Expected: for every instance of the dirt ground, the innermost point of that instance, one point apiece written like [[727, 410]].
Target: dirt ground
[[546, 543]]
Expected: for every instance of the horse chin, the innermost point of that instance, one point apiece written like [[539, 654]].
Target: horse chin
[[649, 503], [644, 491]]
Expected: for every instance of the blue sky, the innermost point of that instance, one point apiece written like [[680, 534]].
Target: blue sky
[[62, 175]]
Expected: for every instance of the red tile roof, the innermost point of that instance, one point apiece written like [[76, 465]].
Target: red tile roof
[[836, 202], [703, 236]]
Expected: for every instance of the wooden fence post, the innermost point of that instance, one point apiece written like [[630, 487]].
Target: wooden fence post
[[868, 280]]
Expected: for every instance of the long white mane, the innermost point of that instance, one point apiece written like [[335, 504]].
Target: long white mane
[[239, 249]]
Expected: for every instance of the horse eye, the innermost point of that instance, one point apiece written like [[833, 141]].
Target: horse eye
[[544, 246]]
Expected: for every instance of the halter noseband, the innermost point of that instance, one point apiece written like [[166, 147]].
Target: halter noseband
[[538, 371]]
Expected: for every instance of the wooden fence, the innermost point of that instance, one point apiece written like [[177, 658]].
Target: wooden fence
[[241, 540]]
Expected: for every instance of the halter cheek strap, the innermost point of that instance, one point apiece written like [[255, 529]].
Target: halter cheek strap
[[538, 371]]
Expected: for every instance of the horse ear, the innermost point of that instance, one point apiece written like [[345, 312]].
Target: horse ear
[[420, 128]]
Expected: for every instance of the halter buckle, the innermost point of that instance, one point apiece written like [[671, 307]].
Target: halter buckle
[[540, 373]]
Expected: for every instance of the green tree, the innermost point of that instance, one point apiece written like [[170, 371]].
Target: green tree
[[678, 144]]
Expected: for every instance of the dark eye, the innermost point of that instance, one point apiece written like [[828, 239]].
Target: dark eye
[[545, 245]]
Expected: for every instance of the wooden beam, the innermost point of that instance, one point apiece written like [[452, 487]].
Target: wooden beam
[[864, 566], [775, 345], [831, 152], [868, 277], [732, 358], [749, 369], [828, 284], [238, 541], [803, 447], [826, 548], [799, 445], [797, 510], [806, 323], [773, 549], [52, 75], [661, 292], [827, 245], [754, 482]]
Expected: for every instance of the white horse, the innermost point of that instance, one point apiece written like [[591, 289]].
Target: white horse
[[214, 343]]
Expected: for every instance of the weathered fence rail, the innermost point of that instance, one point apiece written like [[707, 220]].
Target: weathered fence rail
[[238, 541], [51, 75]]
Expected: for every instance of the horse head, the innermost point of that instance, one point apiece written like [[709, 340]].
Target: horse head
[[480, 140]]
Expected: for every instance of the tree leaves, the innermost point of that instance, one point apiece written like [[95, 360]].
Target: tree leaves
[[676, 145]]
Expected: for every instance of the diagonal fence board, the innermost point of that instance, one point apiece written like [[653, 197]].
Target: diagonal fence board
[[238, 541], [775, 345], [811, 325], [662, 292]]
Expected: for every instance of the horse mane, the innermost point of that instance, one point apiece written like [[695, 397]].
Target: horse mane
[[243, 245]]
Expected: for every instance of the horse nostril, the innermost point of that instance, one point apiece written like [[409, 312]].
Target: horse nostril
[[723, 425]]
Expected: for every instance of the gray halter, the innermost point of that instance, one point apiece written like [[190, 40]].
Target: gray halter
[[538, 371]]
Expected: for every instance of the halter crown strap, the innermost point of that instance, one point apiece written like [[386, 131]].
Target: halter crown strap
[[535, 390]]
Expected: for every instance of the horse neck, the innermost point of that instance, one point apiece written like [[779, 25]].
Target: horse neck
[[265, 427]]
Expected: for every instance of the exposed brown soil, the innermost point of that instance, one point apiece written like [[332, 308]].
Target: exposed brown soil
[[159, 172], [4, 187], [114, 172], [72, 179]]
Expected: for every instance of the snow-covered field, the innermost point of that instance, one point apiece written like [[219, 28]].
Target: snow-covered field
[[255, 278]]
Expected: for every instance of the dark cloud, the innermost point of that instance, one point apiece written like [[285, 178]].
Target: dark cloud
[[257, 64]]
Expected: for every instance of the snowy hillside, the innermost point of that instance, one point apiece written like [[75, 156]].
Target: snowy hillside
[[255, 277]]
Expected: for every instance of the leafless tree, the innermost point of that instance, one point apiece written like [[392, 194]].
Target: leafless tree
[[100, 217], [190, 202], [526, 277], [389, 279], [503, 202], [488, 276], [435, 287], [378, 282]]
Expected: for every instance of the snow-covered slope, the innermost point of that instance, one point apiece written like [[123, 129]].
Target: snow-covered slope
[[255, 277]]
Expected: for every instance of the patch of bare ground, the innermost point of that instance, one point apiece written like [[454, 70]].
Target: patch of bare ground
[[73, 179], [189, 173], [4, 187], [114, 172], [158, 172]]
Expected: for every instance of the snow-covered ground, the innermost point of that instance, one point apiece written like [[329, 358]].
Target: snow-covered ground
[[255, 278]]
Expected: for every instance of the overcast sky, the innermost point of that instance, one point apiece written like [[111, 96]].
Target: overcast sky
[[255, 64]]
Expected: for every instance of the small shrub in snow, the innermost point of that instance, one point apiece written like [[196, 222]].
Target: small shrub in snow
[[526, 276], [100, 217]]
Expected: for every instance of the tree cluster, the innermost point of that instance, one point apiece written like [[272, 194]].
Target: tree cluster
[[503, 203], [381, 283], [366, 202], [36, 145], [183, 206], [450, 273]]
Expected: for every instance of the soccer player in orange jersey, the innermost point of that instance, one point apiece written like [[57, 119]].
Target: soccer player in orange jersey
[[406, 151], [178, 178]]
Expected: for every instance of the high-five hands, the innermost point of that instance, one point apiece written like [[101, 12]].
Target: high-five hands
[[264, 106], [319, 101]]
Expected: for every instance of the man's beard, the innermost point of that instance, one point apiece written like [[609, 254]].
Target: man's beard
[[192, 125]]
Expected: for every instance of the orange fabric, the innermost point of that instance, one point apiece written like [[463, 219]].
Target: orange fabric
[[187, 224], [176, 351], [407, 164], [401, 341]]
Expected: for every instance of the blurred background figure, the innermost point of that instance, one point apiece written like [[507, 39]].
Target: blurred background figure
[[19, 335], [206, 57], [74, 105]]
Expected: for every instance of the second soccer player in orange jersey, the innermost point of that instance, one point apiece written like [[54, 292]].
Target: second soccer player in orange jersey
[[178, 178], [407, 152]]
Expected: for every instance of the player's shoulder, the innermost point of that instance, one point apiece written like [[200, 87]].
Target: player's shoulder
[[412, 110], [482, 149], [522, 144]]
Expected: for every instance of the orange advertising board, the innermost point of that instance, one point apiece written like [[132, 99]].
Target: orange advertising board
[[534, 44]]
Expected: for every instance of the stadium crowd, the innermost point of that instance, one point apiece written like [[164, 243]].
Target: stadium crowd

··········

> **What you need to do**
Retype every entry above word for word, keeping each line and its order unchanged.

> **Finished answer**
Expected: for every instance of the dirt ground, the innermost point of that instance, one point apiece written like [[727, 410]].
Target: dirt ground
[[546, 543]]
Expected: for every instance of the horse chin, the innermost point of that instance, one point apiece written like [[539, 654]].
Target: horse chin
[[649, 503], [644, 491]]
Expected: for every instance of the blue sky, the innermost point of that instance, one point apiece written like [[680, 534]].
Target: blue sky
[[62, 175]]
Expected: for every instance of the red tile roof, the innermost point of that instance, one point apiece written like [[76, 465]].
Target: red tile roof
[[836, 202], [703, 236]]
Expected: for every instance of the wooden fence post, the innermost point of that instance, one point apiece written like [[630, 487]].
Target: wooden fence post
[[868, 280]]
Expected: for every instance of the long white mane, the innermost point of that instance, one point apiece written like [[335, 504]].
Target: long white mane
[[239, 249]]
Expected: for every instance of the horse eye, the innermost point of that instance, one point apiece written like [[833, 141]].
Target: horse eye
[[544, 246]]
Expected: for every instance of the halter noseband, the innermost point of that instance, one point apiece written like [[166, 147]].
Target: halter noseband
[[538, 371]]
Expected: for every instance of the wooden fence, the innermost point of that instance, one point apiece written like [[177, 658]].
Target: wooden fence
[[241, 540]]
Expected: for every instance of the halter cheek strap, the innermost point of that instance, one point apiece written like [[255, 529]].
Target: halter cheek strap
[[538, 371]]
Expected: for every instance of the horse ear, the innermost point of that instance, one point apiece written like [[345, 312]].
Target: horse ear
[[420, 128]]
Expected: for every instance of the halter buckle, the innermost point of that instance, one point apiece written like [[671, 307]].
Target: halter buckle
[[540, 373]]
Expected: for every instance of the green tree, the innermost point of that instance, one point apiece written like [[170, 371]].
Target: green tree
[[678, 144]]
Expected: for every instance of the dark eye, the innermost point of that instance, one point apiece written like [[828, 239]].
Target: dark eye
[[545, 245]]
Expected: for every instance of the wooden beam, the innermost point of that instance, one point apiece written like [[452, 487]].
Target: wooden beam
[[864, 566], [775, 345], [831, 152], [868, 277], [732, 358], [749, 369], [828, 284], [238, 541], [803, 447], [826, 548], [799, 445], [797, 510], [806, 323], [773, 549], [52, 75], [661, 292], [827, 245], [754, 482]]
Expected: for every instance of the white horse, the innermost point of that instance, one point apiece written like [[591, 289]].
Target: white horse
[[214, 343]]
Expected: for every instance of the weathered fence rail, the innermost point of that instance, one point apiece written like [[707, 220]].
Target: weathered fence rail
[[238, 541], [51, 75]]
Expected: for every instance of the horse head, the innermost point of that instance, one point apiece written like [[709, 340]].
Target: horse head
[[480, 140]]
Expected: for every instance of the tree leaves, the innermost point of that instance, one point apiece written like [[95, 360]].
Target: tree leaves
[[676, 145]]
Expected: for every instance of the diagonal fence board, the innermost point of that instance, one point apiece written like [[653, 197]].
Target: diagonal fence board
[[238, 541], [775, 345], [811, 325], [662, 292]]
Expected: for every instance of the horse mane, the innermost point of that instance, one point apiece written like [[695, 397]].
Target: horse mane
[[243, 245]]
Expected: for every instance of the horse nostril, the innermost point of that instance, one point apiece written like [[409, 312]].
Target: horse nostril
[[723, 425]]
Expected: for every instance of the gray halter, the innermost point of that instance, one point apiece written like [[190, 40]].
Target: gray halter
[[538, 371]]
Expected: for every instance of the halter crown strap, the innermost point of that instance, one point apiece written like [[386, 131]].
Target: halter crown strap
[[535, 390]]
Expected: for every instance of the horse neck, the innermost point of that instance, one point apiece written like [[779, 25]].
Target: horse neck
[[265, 427]]
Expected: for every instance of the exposed brown soil, the innermost point of that instance, one point apiece written like [[332, 308]].
Target: exposed brown soil
[[159, 172], [4, 187], [114, 172], [72, 179]]
Expected: for every instance of the snow-covered field, the innermost point of that instance, one point apiece written like [[219, 28]].
Target: snow-covered field
[[255, 278]]
Expected: for every instance of the dark cloud, the innermost point of that instance, one point apiece written like [[285, 178]].
Target: dark cloud
[[257, 64]]
Expected: for every instance of the snowy hillside, the innermost point of that instance, one point apiece written like [[75, 156]].
Target: snowy hillside
[[255, 277]]
Expected: for every instance of the leafless tree, the innermost point of that instance, one point apiece written like [[392, 194]].
Target: leafless tree
[[100, 217], [190, 202], [526, 277], [389, 279], [503, 202], [488, 276], [435, 287], [378, 282]]
Expected: for every instance of the snow-covered slope, the innermost point of that instance, one point apiece written like [[123, 129]].
Target: snow-covered slope
[[255, 277]]
Expected: for every instance of the patch of bare ground, the innermost point of that instance, one point apiece written like [[454, 70]].
Target: patch of bare ground
[[73, 179], [189, 173], [4, 187], [114, 172], [158, 172]]
Expected: for every instance of the snow-covered ground, the innermost point of that instance, one point apiece written like [[329, 358]].
Target: snow-covered ground
[[255, 278]]
Expected: for every instance of the overcast sky, the innermost point of that instance, one point apiece written like [[111, 96]].
Target: overcast sky
[[255, 64]]
Expected: for every instance of the small shrub in snow, the innermost point of that instance, one point apiece written like [[196, 222]].
Target: small shrub in snow
[[526, 276], [100, 217]]
Expected: for every instance of the tree cluster, the innermost point of that instance, one point apiece written like [[272, 194]].
Target: tree cluster
[[503, 203], [381, 283], [366, 202], [36, 145], [183, 206], [450, 273]]
Expected: for every instance of the soccer player in orange jersey, the innermost point of that instance, one point apiece written like [[57, 119]].
Target: soccer player in orange jersey
[[406, 151], [178, 178]]
Expected: for every instance of the high-five hands, the innermost point of that instance, one point apiece written like [[101, 12]].
Target: high-five hands
[[264, 106], [319, 101]]
Expected: for every instance of the man's beard, the innermost point of that instance, one point apiece written like [[609, 254]].
Target: man's beard
[[192, 125]]
Expected: for every instance of the orange fabric, the innermost point of that instance, one point apiece written like [[463, 219]].
Target: orange fabric
[[187, 224], [176, 351], [407, 164], [401, 341]]
Expected: for every instance of the blurred background figure, the innermost point of that instance, one point apiece written like [[507, 39]].
Target: blurred background figure
[[19, 335], [206, 57], [74, 105]]
Expected: for every instance of the second soccer player in orange jersey, the innermost point of that instance, one point apiece written like [[54, 292]].
Target: second soccer player in orange jersey
[[178, 178], [407, 152]]
Expected: for every instance of the player's shoulder, the innermost point of that instance, one point apiece written like [[200, 87]].
Target: player's shoulder
[[412, 110], [482, 149], [522, 144]]
Expected: for every instance of the orange advertising board, the innermost point of that instance, one point apiece written like [[132, 99]].
Target: orange advertising board
[[534, 44]]
Expected: for every instance of the stadium crowd, the innermost point of that instance, one point apiece written like [[164, 243]].
Target: stadium crowd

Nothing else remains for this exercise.